━━━ Provided material ━━━

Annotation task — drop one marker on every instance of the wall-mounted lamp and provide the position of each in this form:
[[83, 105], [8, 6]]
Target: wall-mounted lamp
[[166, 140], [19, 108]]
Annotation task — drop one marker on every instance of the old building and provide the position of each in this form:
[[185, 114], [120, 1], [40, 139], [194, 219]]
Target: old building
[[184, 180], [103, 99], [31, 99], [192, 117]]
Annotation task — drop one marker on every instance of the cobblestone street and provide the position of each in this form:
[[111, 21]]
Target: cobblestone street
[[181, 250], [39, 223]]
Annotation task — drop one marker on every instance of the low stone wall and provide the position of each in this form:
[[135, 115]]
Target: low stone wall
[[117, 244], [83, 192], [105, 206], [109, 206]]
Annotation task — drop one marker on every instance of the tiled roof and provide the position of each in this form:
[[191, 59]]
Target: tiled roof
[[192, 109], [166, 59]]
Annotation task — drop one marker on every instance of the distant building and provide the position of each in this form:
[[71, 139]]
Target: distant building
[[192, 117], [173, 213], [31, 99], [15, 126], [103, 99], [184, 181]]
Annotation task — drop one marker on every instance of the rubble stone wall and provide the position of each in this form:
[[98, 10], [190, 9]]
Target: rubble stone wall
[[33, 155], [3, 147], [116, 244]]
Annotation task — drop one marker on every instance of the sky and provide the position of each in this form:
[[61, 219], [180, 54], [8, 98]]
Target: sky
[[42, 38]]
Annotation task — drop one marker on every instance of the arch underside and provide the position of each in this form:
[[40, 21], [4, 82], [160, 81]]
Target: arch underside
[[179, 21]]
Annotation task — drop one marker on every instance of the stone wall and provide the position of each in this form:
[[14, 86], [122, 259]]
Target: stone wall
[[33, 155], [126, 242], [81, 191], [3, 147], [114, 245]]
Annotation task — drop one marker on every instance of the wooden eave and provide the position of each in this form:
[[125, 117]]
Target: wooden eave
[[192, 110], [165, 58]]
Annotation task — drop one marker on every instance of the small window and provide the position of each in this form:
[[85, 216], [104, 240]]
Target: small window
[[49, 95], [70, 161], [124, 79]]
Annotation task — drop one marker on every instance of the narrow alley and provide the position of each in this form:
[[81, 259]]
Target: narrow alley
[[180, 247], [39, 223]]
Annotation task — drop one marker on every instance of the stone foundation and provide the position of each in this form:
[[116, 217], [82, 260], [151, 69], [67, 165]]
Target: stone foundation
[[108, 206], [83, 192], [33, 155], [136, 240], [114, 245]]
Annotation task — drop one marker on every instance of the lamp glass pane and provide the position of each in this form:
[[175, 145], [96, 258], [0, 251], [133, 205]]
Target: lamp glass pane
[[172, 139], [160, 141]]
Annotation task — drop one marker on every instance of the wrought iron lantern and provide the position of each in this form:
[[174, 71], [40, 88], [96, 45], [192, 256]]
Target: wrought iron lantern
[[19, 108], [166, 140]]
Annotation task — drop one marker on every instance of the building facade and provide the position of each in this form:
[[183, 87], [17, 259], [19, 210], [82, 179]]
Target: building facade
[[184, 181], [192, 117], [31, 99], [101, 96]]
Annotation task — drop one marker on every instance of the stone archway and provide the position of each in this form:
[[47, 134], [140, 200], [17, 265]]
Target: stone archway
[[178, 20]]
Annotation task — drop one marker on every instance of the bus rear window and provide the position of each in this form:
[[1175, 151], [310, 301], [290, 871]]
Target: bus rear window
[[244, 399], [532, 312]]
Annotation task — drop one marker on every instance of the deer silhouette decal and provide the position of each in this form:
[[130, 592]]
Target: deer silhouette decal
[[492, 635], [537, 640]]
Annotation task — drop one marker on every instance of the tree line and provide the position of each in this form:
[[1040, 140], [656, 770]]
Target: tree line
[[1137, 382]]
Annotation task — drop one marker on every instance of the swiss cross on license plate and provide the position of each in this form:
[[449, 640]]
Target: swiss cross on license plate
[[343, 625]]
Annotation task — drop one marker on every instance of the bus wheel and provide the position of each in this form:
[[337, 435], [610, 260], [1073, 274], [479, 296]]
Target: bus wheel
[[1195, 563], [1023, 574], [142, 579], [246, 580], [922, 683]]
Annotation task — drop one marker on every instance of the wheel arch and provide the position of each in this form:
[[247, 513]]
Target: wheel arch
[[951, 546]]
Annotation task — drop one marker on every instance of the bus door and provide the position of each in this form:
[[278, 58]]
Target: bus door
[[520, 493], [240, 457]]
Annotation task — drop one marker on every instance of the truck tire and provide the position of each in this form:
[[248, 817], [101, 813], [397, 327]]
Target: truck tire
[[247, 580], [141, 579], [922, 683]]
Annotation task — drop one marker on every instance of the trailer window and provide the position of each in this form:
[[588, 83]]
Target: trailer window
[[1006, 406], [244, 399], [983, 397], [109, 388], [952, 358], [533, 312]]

━━━

> Instructions for the task:
Repeat the material in full, exactly as it reads.

> Final answer:
Annotation task — drop one marker on every instance of the wall-mounted lamp and provide the position of each in this form:
[[83, 105], [8, 6]]
Target: wall-mounted lamp
[[166, 140], [19, 108]]
Annotation task — drop one marker on every instance of the old building and provide the position of each in this form:
[[185, 114], [120, 1], [40, 139], [194, 219]]
Target: old building
[[184, 180], [103, 99], [31, 99], [192, 117]]
Annotation task — drop one marker on every instance of the cobblestone street and provide the position of each in this form:
[[111, 21]]
Target: cobblestone street
[[181, 250], [39, 223]]
Annotation task — drop one marker on every instance of the low stone wall and provide the position of each in this form:
[[135, 115]]
Target: low stone wall
[[117, 244], [83, 192], [105, 206], [109, 206]]
Annotation task — drop one marker on every instance of the tiled roof and provide the position of each in this form:
[[191, 59]]
Target: tiled roof
[[192, 109], [166, 59]]
Annotation task — drop one marker on every instance of the distant building and provide the position of each in this form:
[[71, 139]]
Target: distant building
[[192, 117], [173, 213], [31, 99], [15, 126], [103, 99], [184, 181]]
Annotation task — drop one marker on every instance of the rubble stone wall and provide the position of each in this form:
[[98, 10], [190, 9]]
Target: rubble stone wall
[[33, 155], [3, 147], [116, 244]]
Annotation task — drop one marker on every instance of the sky and provide the position of each in this form:
[[61, 219], [180, 54], [8, 98]]
Target: sky
[[42, 38]]
Annotation task — drop one marker on every instance of the arch underside and provide the position of each in this form:
[[40, 21], [4, 82], [160, 81]]
Target: arch underside
[[179, 21]]
Annotation task — drop one marker on every instance of the stone wall and provide the position of each in this form:
[[14, 86], [122, 259]]
Target: stone wall
[[33, 155], [126, 242], [81, 191], [3, 147], [114, 245]]
Annotation task — drop one marker on every instance of the wooden eave and provide the position of each in this form:
[[125, 117]]
Target: wooden eave
[[192, 110], [165, 58]]
Annotation task — drop one marker on every instance of the small window and provide the position of each in this form:
[[85, 216], [104, 240]]
Target: small window
[[49, 95], [70, 161], [124, 79]]
Annotation task — drop one marker on every instance of the narrow alley and provide the position of each in this form:
[[81, 259]]
Target: narrow alley
[[180, 247], [39, 223]]
Annotation task — drop one marker on every instance of the stone foundation and provide the position of each in this form:
[[116, 217], [82, 260], [151, 69], [67, 165]]
Target: stone foundation
[[108, 206], [83, 192], [33, 155], [136, 240], [114, 245]]
Annotation task — drop one marker on every instance of the lamp glass pane and provide the position of each in this form:
[[175, 145], [96, 258], [0, 251], [133, 205]]
Target: lamp glass pane
[[172, 139], [160, 141]]
Annotation task — drop one marker on every instance of the wrought iron lantern and provide the position of each in this form:
[[174, 71], [40, 88], [96, 45], [192, 256]]
Target: wrought iron lantern
[[19, 108], [166, 140]]
Annotation task — drop one marker on every instance of the building facade and provide the position of each in this form:
[[183, 87], [17, 259], [19, 210], [82, 179]]
Target: building facade
[[184, 181], [192, 117], [31, 99], [101, 96]]
Annotation task — drop one marker on every instance of the stone archway and provide the position of each in this form:
[[47, 134], [140, 200], [17, 265]]
Target: stone archway
[[178, 20]]
Annotation task — drop one marker on every instance of the bus rear window and provide the position of each in this form:
[[1175, 151], [310, 301], [290, 871]]
Target: bus rear window
[[244, 399], [532, 312]]
Annotation task — drop one marker on every instance of the deer silhouette decal and provide the position of each in this form:
[[130, 592]]
Target: deer silhouette decal
[[492, 635], [537, 640]]
Annotation task — drop one marker on every instance of the tree line and provide the position of each in this form:
[[1040, 140], [656, 770]]
Target: tree line
[[1137, 382]]
Annotation task — drop one marker on every instance of the swiss cross on license plate and provide the position of each in this form:
[[449, 640]]
Target: swiss cross on license plate
[[343, 625]]
Annotation task — drop one marker on every instance of the bus wheel and provide the position of each in this form:
[[337, 435], [610, 260], [1073, 274], [479, 296]]
Target: bus wheel
[[1195, 563], [1023, 574], [142, 579], [246, 580], [922, 683]]
Annotation task — drop one marker on every instance of the wheel arch and provide the position of each in this form:
[[247, 513]]
Target: wheel arch
[[951, 546]]
Annotation task — drop one marker on every instance of the bus door and provide the position of each in this form:
[[278, 58]]
Target: bus door
[[520, 493], [240, 457]]
Annotation task — drop one marker on every instance of the truck tire and provide the position of each in this form:
[[248, 817], [101, 813], [397, 327]]
Target: truck tire
[[247, 580], [141, 579], [922, 683]]
Annotation task — drop one marker on every instance of the trailer window and provide the position of each in this form:
[[588, 83]]
Target: trailer window
[[1006, 406], [244, 399], [983, 397], [109, 388], [952, 358], [533, 312]]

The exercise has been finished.